● Coordinate annotation entries
** START **

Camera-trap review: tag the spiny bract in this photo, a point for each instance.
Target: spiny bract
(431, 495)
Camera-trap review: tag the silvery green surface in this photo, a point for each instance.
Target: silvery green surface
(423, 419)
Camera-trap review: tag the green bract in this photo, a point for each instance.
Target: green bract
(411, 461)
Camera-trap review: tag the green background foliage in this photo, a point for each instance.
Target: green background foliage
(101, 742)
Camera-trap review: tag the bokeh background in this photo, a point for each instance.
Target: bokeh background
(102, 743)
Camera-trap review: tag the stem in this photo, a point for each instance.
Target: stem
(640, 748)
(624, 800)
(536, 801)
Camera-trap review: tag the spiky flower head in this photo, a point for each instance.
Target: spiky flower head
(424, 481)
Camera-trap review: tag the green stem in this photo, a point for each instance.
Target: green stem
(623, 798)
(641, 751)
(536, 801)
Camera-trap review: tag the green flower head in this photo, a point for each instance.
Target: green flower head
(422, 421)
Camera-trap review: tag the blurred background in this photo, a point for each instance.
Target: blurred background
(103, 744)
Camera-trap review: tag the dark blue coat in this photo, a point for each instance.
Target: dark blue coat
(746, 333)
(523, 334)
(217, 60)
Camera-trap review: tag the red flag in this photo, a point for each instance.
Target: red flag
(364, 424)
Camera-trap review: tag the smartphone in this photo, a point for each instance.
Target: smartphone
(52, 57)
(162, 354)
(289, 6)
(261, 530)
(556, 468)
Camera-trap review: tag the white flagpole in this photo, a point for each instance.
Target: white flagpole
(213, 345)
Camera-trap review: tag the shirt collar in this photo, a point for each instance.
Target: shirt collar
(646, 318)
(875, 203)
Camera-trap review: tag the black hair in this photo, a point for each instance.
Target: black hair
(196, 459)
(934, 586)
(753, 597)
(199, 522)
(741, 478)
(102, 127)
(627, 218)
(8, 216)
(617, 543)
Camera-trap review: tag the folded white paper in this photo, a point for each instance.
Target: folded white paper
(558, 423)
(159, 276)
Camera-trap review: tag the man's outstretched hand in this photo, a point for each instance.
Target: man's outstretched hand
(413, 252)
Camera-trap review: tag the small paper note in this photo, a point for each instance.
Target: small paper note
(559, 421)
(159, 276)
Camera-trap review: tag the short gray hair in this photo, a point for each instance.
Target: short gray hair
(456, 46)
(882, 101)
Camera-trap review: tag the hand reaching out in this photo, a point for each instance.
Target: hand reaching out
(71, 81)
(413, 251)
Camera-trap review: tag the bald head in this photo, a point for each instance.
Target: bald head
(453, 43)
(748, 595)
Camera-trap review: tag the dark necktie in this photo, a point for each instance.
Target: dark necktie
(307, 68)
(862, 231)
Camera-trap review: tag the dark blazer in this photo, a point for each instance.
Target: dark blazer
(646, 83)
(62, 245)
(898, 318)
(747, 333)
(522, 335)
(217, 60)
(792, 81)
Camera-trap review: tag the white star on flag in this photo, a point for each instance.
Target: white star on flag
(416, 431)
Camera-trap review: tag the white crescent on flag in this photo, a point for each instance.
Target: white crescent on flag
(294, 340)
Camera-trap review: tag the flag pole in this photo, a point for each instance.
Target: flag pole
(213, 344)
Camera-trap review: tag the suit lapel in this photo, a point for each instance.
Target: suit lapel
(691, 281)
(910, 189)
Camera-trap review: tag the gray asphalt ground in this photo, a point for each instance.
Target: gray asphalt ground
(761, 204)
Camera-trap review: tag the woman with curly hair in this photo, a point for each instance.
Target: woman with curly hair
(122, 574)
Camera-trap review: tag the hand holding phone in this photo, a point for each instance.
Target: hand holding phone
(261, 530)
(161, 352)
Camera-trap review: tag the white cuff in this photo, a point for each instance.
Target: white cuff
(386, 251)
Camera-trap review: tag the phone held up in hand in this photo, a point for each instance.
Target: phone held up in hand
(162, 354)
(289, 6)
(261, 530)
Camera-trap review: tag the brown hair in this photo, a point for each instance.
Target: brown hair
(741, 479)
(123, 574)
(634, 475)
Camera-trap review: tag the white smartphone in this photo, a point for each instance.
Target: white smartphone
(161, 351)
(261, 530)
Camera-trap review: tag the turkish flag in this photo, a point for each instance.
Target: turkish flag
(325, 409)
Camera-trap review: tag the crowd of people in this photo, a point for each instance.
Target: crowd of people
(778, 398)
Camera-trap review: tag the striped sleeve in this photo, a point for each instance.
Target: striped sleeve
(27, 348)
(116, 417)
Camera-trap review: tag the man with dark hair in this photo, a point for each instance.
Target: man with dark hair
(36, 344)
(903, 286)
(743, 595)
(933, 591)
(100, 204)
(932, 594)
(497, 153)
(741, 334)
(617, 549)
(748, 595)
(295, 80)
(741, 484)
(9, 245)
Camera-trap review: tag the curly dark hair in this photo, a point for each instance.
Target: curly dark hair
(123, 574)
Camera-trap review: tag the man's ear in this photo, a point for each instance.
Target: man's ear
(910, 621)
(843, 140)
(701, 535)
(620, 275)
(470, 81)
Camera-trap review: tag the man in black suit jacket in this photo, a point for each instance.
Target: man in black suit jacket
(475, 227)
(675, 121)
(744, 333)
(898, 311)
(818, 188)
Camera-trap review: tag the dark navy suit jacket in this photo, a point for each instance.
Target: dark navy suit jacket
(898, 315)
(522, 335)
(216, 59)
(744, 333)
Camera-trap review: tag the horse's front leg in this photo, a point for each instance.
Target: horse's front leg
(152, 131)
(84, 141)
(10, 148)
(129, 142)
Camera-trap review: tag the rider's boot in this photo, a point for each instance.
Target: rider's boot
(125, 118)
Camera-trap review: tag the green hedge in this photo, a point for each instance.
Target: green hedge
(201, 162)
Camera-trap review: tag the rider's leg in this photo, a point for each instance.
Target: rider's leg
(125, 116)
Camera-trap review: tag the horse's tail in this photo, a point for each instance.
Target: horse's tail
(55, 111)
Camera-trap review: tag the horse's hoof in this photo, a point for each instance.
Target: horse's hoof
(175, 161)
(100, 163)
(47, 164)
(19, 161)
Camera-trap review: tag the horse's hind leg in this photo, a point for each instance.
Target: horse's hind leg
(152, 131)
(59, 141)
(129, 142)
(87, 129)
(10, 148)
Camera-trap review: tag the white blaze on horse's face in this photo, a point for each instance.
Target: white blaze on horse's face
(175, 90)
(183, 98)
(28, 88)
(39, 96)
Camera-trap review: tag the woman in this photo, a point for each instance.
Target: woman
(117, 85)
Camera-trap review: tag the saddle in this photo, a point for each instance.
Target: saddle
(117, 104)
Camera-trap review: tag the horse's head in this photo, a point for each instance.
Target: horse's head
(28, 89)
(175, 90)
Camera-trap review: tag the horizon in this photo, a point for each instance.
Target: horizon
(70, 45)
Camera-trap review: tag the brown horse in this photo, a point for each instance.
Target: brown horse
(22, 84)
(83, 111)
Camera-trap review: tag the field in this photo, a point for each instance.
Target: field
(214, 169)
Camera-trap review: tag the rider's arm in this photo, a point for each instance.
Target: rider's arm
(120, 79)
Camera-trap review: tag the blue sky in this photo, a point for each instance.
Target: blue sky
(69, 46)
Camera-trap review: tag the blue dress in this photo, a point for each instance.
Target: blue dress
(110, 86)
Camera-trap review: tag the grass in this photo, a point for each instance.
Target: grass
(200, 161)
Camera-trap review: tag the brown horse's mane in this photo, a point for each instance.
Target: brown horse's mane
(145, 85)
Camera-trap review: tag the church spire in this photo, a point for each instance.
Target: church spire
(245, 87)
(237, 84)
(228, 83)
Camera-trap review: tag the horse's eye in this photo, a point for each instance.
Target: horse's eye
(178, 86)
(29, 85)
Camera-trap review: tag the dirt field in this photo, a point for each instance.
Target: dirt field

** END **

● Brief
Output the data above exactly, please, line for line.

● Problem solution
Camera-trap review: tag the spiny bract in this photo, a point for each instance.
Target: spiny bract
(431, 495)
Camera-trap review: tag the silvery green surface in this photo, a point for each instance.
Target: silvery green surface
(423, 419)
Camera-trap review: tag the green bract in this photo, a point for each instance.
Target: green bract
(411, 461)
Camera-trap review: tag the green background foliage in this photo, a point for each instance.
Target: green background foliage
(101, 742)
Camera-trap review: tag the bokeh background in this photo, a point for each instance.
Target: bokeh background
(102, 743)
Camera-trap review: tag the stem in this photo, a point for each instance.
Target: stem
(640, 748)
(624, 800)
(536, 801)
Camera-trap review: tag the spiky flower head in this photo, a point for each instance.
Target: spiky flower head
(424, 481)
Camera-trap review: tag the green stem in this photo, a point for each instance.
Target: green stem
(623, 798)
(641, 751)
(536, 801)
Camera-trap review: tag the green flower head in this photo, a point for each instance.
Target: green flower head
(422, 421)
Camera-trap review: tag the blurred background in this photo, a point for each instance.
Target: blurred background
(103, 744)
Camera-trap review: tag the dark blue coat in this photo, a point for each instance.
Target: dark blue coat
(746, 333)
(523, 334)
(217, 60)
Camera-trap review: tag the red flag in this photo, a point for each instance.
Target: red flag
(364, 424)
Camera-trap review: tag the smartphone in this photo, a point for each instance.
Target: smartphone
(52, 57)
(162, 354)
(289, 6)
(261, 530)
(556, 468)
Camera-trap review: tag the white flagpole in this photo, a point for each instance.
Target: white flagpole
(213, 345)
Camera-trap review: tag the shirt collar in this photo, a point for each instance.
Target: shirt collar
(646, 318)
(875, 203)
Camera-trap review: tag the black hair in this photo, a point for each instance.
Target: black hair
(196, 459)
(934, 586)
(753, 597)
(199, 522)
(741, 478)
(102, 127)
(627, 218)
(8, 216)
(617, 543)
Camera-trap review: tag the folded white paper in this photo, a point for each instance.
Target: folded white paper
(558, 423)
(159, 276)
Camera-trap review: tag the man's outstretched hand in this photo, a point for each instance.
Target: man's outstretched hand
(413, 252)
Camera-trap review: tag the small paper note in this photo, a point for each instance.
Target: small paper note
(559, 421)
(159, 276)
Camera-trap review: tag the short gray hair in this photo, a point for each instance.
Target: short gray hair
(456, 46)
(882, 101)
Camera-trap review: tag the hand reaching out in this photo, a point for each instance.
Target: hand reaching out
(71, 81)
(413, 251)
Camera-trap review: tag the bald head in this photo, a point for each instance.
Target: bald head
(453, 43)
(748, 595)
Camera-trap review: tag the dark necktie in this photo, a point for each instance.
Target: dark necktie
(307, 68)
(862, 231)
Camera-trap review: tag the dark blazer in this photo, a point for each instance.
Target: dark blazer
(646, 83)
(62, 245)
(898, 318)
(747, 333)
(522, 335)
(217, 60)
(792, 81)
Camera-trap review: tag the white star on flag in this photo, a point for each instance.
Target: white star on flag
(416, 431)
Camera-trap review: tag the white crescent on flag in this photo, a point for each instance.
Target: white crescent on flag
(294, 340)
Camera-trap review: tag the flag pole in this photo, a point for each instance.
Target: flag pole
(213, 344)
Camera-trap review: tag the suit lapel in this photo, a point for each instance.
Target: suit lapel
(691, 281)
(910, 189)
Camera-trap review: tag the gray asphalt ground in this photo, a point for each instance.
Target: gray asphalt ground
(761, 204)
Camera-trap review: tag the woman with curly hair in this photo, a point for each instance.
Target: woman with curly hair
(122, 574)
Camera-trap review: tag the hand holding phone in this photo, a point for each instance.
Target: hand holding phone
(261, 530)
(161, 352)
Camera-trap review: tag the white cuff in this photo, a point for each instance.
Target: white cuff
(386, 251)
Camera-trap review: tag the phone held up in hand in this photo, a point for each instance.
Target: phone held up in hand
(162, 354)
(289, 6)
(261, 530)
Camera-trap review: tag the brown hair in this photo, a point for each instance.
Target: brown hair
(741, 479)
(123, 574)
(634, 475)
Camera-trap review: tag the white smartphone in this photo, a point for each instance.
Target: white smartphone
(161, 351)
(261, 530)
Camera-trap review: tag the turkish flag in this photo, a point for each instance.
Target: turkish flag
(325, 409)
Camera-trap review: tag the crowd of people in this photo, a point for each instance.
Target: crowd of people
(778, 398)
Camera-trap review: tag the striped sleeve in this photo, a point for each instance.
Target: striped sleeve
(27, 348)
(116, 417)
Camera-trap review: tag the man with dark hair in this photo, a point for each instance.
Target: man with dark hair
(36, 344)
(903, 286)
(743, 595)
(933, 591)
(100, 204)
(932, 594)
(497, 153)
(741, 334)
(617, 549)
(748, 595)
(295, 80)
(741, 484)
(9, 245)
Camera-trap review: tag the curly dark hair in this photo, a point for each instance.
Target: curly dark hair
(123, 574)
Camera-trap review: tag the man's ear in this photo, a point for each instance.
Target: man's ear
(910, 621)
(843, 140)
(701, 535)
(620, 275)
(470, 81)
Camera-trap review: tag the man in black suit jacket in this photo, a point for each instance.
Target: man in black suit jacket
(475, 227)
(675, 121)
(744, 333)
(898, 311)
(818, 188)
Camera-trap review: tag the dark navy suit jacket in this photo, a point for each instance.
Target: dark navy suit jacket
(898, 315)
(522, 335)
(216, 59)
(744, 333)
Camera-trap review: tag the horse's front leg in this photo, a point for each instance.
Target: horse's front leg
(152, 131)
(84, 141)
(10, 148)
(129, 142)
Camera-trap review: tag the rider's boot in this photo, a point for each instance.
Target: rider's boot
(125, 118)
Camera-trap review: tag the green hedge in this photo, a point for each instance.
Target: green hedge
(201, 162)
Camera-trap review: tag the rider's leg in this photo, a point for each instance.
Target: rider's leg
(125, 116)
Camera-trap review: tag the horse's tail in this photo, a point for each instance.
Target: horse's tail
(55, 111)
Camera-trap review: tag the horse's hoof in this photo, a point for each instance.
Target: horse's hoof
(175, 161)
(100, 163)
(47, 164)
(19, 161)
Camera-trap review: tag the horse's hind leg in this photo, a point for each instance.
Target: horse's hind leg
(152, 131)
(59, 141)
(129, 142)
(87, 129)
(10, 148)
Camera-trap review: tag the white blaze on horse's face in this photo, a point for each instance.
Target: white blaze on horse's face
(175, 90)
(183, 98)
(28, 88)
(39, 96)
Camera-trap review: tag the woman in this photo, a point for each instance.
Target: woman
(117, 85)
Camera-trap review: tag the saddle in this photo, a point for each instance.
Target: saddle
(117, 104)
Camera-trap review: tag the horse's head in this photo, a point for each instance.
Target: horse's head
(28, 89)
(175, 90)
Camera-trap review: tag the horizon in this photo, a point for each instance.
Target: horizon
(70, 45)
Camera-trap review: tag the brown horse in this photo, a point for each instance.
Target: brown horse
(22, 84)
(83, 111)
Camera-trap review: tag the field in this photo, a point for each instance.
Target: field
(214, 169)
Camera-trap review: tag the rider's arm in this photo, a point for each instance.
Target: rider's arm
(120, 79)
Camera-trap review: tag the blue sky in this photo, a point for each instance.
Target: blue sky
(69, 46)
Camera-trap review: tag the blue dress in this photo, a point for each instance.
Target: blue dress
(110, 86)
Camera-trap review: tag the grass in this photo, a point for each instance.
Target: grass
(200, 161)
Camera-trap review: tag the brown horse's mane in this photo, a point for each instance.
Target: brown horse's mane
(145, 85)
Camera-trap review: tag the church spire in this photo, a point for each instance.
Target: church spire
(245, 87)
(237, 84)
(228, 83)
Camera-trap review: tag the horse's eye in this photo, a point for each instance.
Target: horse's eye
(178, 86)
(29, 85)
Camera-trap review: tag the dirt field in this photo, a point for each instance.
Target: dirt field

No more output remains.